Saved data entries
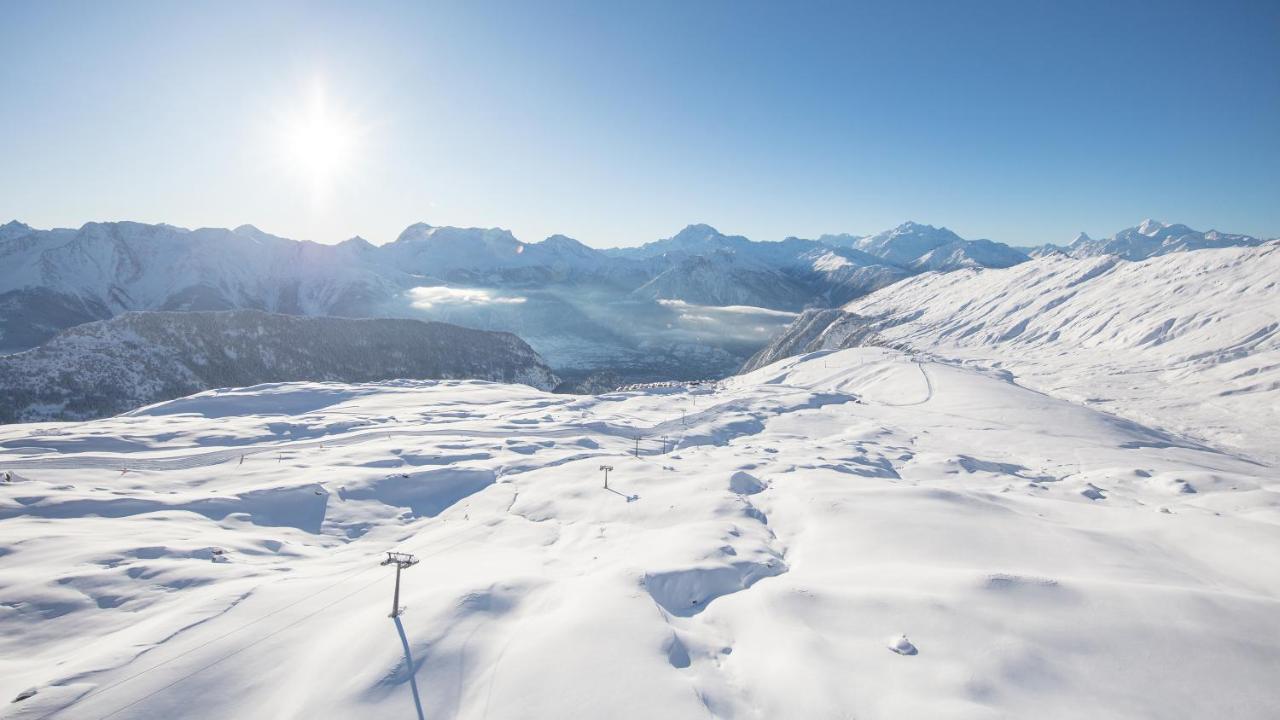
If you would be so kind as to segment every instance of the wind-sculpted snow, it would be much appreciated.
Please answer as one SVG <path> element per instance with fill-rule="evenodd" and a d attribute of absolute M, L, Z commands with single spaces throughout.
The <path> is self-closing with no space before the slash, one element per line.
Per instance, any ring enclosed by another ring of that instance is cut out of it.
<path fill-rule="evenodd" d="M 1280 244 L 1128 262 L 1050 255 L 929 274 L 808 313 L 747 370 L 799 352 L 910 347 L 1146 424 L 1280 458 Z"/>
<path fill-rule="evenodd" d="M 209 391 L 0 472 L 5 717 L 1280 714 L 1275 466 L 919 354 Z"/>

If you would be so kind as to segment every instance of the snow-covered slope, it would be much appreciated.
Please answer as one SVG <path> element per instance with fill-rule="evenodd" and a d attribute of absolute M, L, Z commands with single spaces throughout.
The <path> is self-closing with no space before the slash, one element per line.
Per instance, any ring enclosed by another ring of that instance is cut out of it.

▶ Task directions
Locate and copy each line in the data above that includes the word "kind".

▶ Task solution
If you would be so kind as to segment every instance of the wind-sculpted snow, it would be much appreciated.
If you would be so kind as to segment every instance of the snow-covered slope, it would be much appreciated.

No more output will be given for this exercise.